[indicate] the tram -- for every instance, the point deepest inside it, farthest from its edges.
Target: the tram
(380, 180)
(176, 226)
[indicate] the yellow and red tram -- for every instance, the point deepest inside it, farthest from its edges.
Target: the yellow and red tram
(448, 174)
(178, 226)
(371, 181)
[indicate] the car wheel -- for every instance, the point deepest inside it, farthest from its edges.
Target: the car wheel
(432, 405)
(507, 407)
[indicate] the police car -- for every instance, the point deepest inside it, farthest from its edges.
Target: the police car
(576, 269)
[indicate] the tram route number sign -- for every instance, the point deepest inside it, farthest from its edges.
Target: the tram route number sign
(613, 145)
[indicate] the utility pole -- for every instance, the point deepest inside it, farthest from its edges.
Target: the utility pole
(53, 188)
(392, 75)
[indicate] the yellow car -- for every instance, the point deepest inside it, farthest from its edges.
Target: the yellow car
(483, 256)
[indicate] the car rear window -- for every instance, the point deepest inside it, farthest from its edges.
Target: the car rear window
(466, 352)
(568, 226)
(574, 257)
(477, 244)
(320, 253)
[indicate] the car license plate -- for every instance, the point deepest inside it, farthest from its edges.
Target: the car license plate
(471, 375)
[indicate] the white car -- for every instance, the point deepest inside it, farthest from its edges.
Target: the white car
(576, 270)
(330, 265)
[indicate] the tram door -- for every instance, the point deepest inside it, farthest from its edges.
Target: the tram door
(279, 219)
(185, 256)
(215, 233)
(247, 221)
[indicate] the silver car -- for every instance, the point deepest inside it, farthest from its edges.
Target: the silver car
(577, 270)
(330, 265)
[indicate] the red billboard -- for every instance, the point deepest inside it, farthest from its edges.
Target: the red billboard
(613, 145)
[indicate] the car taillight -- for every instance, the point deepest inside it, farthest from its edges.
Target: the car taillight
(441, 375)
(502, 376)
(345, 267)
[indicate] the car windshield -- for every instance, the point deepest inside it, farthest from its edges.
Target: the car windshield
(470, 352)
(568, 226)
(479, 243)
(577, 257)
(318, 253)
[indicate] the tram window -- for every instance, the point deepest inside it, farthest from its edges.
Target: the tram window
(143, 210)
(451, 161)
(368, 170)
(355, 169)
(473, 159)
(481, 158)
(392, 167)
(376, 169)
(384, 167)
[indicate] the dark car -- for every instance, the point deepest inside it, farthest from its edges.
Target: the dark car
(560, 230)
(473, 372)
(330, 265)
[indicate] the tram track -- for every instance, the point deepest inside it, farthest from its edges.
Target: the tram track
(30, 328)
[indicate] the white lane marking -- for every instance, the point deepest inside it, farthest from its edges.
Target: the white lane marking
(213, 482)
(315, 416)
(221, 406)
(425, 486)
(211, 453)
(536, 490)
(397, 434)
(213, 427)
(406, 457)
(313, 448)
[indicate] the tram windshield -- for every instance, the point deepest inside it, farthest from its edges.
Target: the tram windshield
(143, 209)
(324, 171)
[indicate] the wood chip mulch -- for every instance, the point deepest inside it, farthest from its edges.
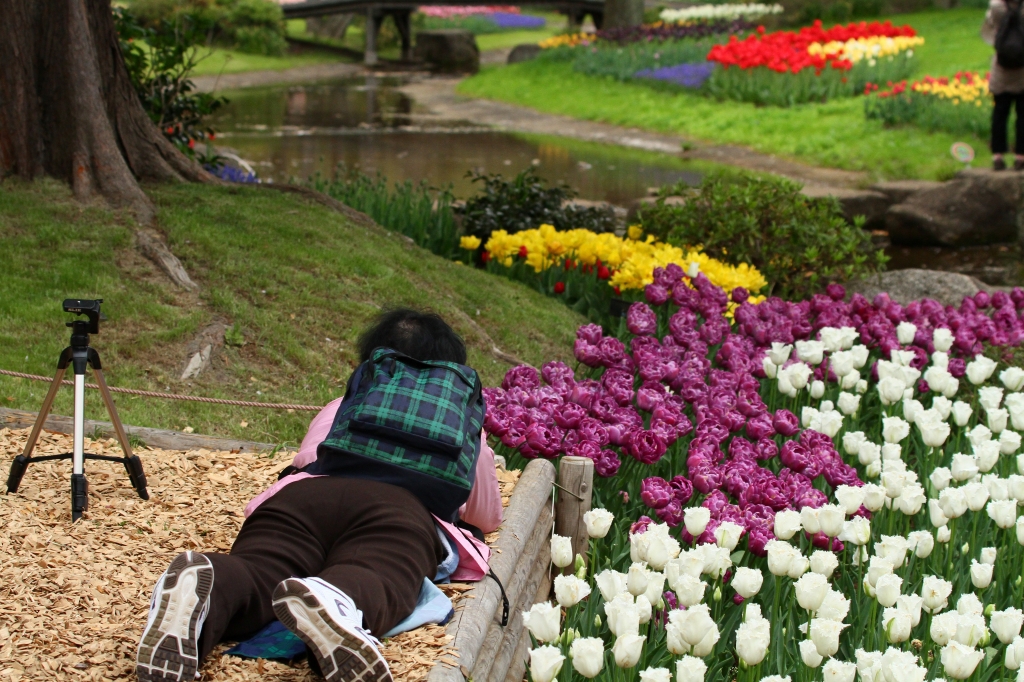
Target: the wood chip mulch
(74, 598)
****
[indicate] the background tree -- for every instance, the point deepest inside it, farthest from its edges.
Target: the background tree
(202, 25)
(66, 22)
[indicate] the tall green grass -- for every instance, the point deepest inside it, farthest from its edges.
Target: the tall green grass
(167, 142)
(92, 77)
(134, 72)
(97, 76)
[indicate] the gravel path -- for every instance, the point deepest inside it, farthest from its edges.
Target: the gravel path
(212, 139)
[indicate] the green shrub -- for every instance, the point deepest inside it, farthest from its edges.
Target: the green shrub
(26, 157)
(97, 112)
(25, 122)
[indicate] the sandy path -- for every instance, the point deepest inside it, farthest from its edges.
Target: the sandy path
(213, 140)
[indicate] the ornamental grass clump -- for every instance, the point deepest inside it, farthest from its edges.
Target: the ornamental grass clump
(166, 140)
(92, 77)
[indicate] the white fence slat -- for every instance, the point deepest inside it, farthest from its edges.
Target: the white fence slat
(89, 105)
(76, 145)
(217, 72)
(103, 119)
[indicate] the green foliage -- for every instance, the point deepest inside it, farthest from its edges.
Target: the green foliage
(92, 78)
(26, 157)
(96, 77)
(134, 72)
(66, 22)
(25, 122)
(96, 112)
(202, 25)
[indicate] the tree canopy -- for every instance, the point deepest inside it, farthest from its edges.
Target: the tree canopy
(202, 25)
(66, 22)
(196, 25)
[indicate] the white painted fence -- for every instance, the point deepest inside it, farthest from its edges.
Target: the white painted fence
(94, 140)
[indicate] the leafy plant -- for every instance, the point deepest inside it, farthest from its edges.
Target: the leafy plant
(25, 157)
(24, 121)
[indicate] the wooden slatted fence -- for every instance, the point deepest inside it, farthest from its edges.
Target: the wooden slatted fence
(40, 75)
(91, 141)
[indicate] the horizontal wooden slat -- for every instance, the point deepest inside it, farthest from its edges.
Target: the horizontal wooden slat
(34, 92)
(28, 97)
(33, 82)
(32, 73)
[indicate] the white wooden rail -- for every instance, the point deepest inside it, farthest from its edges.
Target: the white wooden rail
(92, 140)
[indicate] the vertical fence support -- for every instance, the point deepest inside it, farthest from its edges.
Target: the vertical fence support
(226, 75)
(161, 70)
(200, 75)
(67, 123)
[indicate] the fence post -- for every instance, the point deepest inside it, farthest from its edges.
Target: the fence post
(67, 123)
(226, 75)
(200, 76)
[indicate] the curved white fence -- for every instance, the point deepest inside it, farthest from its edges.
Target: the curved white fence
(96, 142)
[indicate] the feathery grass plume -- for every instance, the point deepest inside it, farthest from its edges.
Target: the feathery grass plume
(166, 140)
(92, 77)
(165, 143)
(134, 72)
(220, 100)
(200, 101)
****
### Task goal
Show every line of the items above that contains the word "ornamental".

### Final result
[indicate] the ornamental grass clump -- for every instance, the point deepest inside it, farthest from its edges.
Target: the ornamental grass clump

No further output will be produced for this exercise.